Serves 2   Approx time: 25   Difficulty: super easy

Ingredients

  • extra virgin olive oil
  • 2 cloves garlic, peeled and finely sliced
  • ½-1 fresh red chilli, halved, deseeded and finely sliced
  • 1 small bunch of fresh basil, leaves picked
  • 400 g good-quality tinned chopped tomatoes
  • sea salt
  • freshly ground black pepper
  • 250 g fresh lasagne sheets
  • Parmesan cheese, freshly grated, to serve
 

Method

Heat a large frying pan over a medium heat and add a good few lugs of olive oil. When the oil's hot, add the garlic and chilli and fry until lightly coloured. Drop in most of the basil – stand back as it will crackle and spit in the oil – and then, after a few seconds, add the tomatoes. Bring to the boil and simmer for about 5 minutes. You'll end up with a chunky sauce – if you like it smoother, pass the sauce through a coarse sieve. Taste the sauce and season with salt and pepper. Keep warm.
........
INSTRUCTIONS:
A: List every ingredient in the recipe above that is given with a quantity, including that quantity.
B: Continue the recipe's method from its last sentence.

Data extracted from a collection:
........
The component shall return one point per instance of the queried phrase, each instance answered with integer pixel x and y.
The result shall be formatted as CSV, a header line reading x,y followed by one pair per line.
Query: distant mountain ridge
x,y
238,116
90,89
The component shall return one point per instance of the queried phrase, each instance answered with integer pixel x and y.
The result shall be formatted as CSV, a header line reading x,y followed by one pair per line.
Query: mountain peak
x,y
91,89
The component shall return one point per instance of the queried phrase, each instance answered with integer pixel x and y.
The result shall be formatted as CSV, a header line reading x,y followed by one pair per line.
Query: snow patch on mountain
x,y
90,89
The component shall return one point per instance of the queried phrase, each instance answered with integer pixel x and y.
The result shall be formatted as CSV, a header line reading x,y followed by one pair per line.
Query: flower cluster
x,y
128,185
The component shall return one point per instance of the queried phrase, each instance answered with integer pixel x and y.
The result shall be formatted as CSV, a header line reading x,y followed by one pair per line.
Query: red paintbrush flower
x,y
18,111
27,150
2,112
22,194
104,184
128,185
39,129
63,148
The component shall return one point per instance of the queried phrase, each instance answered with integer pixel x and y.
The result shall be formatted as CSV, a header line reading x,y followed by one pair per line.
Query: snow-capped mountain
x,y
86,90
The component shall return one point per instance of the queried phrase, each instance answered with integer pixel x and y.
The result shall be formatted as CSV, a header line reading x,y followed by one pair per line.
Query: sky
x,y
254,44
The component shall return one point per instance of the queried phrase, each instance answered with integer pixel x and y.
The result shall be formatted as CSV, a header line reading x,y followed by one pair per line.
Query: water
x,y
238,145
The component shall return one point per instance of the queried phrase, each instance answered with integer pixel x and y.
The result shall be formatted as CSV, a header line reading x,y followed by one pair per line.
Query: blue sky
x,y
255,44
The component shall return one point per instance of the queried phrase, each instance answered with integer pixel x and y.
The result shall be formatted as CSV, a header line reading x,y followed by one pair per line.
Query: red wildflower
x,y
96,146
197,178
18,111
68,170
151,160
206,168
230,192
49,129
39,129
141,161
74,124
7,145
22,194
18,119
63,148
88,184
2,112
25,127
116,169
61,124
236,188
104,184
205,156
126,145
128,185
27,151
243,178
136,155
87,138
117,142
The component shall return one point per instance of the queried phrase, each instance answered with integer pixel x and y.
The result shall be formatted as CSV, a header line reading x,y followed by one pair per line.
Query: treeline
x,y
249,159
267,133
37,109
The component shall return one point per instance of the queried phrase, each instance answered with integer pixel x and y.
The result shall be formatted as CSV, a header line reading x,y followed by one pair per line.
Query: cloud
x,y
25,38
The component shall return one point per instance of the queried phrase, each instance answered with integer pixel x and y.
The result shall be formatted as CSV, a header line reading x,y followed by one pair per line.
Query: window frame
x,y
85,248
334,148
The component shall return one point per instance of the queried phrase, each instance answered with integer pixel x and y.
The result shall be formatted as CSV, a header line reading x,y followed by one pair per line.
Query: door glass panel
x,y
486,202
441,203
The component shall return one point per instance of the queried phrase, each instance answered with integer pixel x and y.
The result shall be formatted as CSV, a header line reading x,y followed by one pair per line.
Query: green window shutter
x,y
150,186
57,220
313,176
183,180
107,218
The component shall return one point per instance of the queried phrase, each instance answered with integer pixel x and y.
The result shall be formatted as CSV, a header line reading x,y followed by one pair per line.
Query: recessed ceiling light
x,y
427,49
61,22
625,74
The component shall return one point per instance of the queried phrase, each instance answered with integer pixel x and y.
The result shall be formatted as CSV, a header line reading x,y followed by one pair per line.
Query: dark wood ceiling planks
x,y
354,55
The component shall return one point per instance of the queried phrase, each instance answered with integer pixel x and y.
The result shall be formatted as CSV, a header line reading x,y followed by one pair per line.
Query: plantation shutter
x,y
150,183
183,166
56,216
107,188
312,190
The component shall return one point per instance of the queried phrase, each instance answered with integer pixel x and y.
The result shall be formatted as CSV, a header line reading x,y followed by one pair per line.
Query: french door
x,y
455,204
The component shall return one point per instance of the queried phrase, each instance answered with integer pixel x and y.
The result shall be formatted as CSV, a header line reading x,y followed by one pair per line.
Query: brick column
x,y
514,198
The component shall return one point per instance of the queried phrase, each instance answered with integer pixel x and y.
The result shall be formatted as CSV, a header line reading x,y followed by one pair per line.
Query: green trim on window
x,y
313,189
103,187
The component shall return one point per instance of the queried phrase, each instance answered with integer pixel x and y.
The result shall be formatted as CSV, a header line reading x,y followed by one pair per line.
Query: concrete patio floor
........
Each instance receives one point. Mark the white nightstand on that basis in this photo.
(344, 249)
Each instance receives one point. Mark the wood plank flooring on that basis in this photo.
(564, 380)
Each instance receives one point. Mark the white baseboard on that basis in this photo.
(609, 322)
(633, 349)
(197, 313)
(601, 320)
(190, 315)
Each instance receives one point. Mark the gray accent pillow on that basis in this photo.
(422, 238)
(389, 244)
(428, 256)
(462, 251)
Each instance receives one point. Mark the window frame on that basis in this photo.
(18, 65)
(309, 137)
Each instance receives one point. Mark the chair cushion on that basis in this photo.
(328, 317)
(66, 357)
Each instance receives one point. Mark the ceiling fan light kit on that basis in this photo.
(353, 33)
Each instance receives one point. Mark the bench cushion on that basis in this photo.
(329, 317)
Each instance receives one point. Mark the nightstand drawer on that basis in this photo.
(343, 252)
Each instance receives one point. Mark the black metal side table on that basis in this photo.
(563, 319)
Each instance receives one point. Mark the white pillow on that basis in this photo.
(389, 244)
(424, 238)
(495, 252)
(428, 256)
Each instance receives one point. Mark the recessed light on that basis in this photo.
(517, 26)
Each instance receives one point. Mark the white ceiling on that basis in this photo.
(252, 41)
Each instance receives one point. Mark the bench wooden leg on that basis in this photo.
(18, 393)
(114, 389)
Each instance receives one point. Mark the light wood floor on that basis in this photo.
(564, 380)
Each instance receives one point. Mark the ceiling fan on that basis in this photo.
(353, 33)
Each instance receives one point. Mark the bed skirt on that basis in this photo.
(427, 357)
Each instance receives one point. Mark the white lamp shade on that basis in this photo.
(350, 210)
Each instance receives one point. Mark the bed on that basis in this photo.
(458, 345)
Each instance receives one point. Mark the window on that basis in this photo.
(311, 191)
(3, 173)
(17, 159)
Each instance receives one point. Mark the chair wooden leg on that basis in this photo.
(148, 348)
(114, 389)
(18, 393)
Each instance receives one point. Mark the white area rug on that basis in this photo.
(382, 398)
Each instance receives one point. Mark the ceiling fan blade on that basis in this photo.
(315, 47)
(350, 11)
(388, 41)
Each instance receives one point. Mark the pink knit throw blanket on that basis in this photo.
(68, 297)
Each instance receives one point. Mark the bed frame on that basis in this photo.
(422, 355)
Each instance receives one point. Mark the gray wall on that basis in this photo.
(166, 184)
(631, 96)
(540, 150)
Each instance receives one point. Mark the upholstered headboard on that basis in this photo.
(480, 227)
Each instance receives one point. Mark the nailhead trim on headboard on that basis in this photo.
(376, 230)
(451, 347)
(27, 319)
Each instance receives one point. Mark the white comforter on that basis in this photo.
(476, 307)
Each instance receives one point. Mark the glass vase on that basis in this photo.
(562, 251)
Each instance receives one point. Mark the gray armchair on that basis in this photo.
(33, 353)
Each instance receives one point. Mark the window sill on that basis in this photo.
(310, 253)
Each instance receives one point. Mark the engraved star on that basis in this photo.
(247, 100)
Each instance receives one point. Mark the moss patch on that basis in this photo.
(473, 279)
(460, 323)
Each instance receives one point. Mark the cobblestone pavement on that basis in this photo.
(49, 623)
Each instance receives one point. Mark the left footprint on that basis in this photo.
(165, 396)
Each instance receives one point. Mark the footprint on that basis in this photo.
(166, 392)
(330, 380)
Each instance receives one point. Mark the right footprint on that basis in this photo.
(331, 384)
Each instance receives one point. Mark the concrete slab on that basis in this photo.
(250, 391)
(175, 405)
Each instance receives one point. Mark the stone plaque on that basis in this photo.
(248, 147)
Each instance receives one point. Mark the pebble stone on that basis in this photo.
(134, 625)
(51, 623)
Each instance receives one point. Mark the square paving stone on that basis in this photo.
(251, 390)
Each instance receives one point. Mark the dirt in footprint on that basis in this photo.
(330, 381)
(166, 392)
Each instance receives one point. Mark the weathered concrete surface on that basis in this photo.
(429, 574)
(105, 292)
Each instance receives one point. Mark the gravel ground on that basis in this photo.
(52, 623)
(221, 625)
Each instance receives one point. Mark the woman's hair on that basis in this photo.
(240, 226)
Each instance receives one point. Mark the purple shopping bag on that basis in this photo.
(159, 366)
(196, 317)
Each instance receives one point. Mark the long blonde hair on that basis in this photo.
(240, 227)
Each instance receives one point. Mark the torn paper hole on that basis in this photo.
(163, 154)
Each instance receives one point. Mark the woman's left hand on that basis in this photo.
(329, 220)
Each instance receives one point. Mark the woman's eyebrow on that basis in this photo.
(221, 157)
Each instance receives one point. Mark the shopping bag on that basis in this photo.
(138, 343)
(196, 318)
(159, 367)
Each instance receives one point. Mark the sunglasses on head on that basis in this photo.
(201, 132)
........
RESPONSES FOR EACH TASK:
A:
- 2 cloves garlic
- ½-1 fresh red chilli
- 1 small bunch of fresh basil
- 400 g good-quality tinned chopped tomatoes
- 250 g fresh lasagne sheets

B:
Bring a large pan of salted water to the boil. On a lightly floured work surface, cut the lasagne sheets into strips with a knife or a pastry wheel. When the water is at a rolling boil, add the pasta and cook for a few minutes until just al dente.

Drain the pasta strips in a colander, reserving a little of the cooking water.

Stir the pasta into the warm sauce. If it's a bit thick, add a few spoonfuls of the cooking water to loosen it up. Sprinkle with freshly grated Parmesan cheese and the reserved basil leaves and serve immediately.